Which lines in the records below contain the word "house"? Report each one in full, matching case exactly.

·····

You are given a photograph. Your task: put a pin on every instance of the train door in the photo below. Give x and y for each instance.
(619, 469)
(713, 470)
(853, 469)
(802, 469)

·····

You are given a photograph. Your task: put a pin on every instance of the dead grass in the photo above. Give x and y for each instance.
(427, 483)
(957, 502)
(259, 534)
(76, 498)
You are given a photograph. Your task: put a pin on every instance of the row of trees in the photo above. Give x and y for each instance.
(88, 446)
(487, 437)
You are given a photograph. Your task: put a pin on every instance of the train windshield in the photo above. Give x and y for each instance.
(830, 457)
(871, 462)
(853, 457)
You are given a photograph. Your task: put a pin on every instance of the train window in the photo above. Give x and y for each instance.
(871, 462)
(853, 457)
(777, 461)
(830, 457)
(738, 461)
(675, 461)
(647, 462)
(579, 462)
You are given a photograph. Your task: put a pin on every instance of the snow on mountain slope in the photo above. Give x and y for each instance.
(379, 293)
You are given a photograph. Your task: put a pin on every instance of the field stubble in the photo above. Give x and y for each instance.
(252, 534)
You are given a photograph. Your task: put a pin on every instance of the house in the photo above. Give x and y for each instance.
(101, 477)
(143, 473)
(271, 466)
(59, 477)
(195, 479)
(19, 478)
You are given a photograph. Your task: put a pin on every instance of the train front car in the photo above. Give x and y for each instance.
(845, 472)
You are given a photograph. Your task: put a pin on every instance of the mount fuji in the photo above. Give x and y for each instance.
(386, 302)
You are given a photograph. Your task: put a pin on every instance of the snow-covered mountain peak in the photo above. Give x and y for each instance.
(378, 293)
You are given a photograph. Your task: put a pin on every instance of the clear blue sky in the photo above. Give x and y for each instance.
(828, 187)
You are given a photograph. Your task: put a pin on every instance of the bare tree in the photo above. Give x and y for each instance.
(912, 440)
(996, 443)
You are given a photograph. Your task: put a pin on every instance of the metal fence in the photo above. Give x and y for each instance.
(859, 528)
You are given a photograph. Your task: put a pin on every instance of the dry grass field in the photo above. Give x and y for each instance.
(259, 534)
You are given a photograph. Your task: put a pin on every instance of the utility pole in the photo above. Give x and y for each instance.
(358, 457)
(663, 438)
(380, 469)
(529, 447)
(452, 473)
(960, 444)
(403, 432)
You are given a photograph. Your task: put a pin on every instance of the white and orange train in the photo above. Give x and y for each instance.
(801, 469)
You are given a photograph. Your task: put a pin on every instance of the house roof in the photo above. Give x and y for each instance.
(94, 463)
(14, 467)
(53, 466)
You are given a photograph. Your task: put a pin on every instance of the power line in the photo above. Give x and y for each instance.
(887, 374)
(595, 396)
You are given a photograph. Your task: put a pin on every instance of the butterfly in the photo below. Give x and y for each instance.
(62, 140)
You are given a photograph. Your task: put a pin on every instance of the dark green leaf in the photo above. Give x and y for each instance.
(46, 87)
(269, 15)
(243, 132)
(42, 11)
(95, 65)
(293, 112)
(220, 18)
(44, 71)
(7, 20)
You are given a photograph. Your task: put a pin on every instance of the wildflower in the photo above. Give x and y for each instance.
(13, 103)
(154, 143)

·····

◆ Full solution:
You are given a photograph. Your task: put a pin on every instance of the house in the photo above. Give x and y for each instance.
You are given a photograph. Your task: put a pin on every instance of the house roof in the photo above. Give x and y for each instance.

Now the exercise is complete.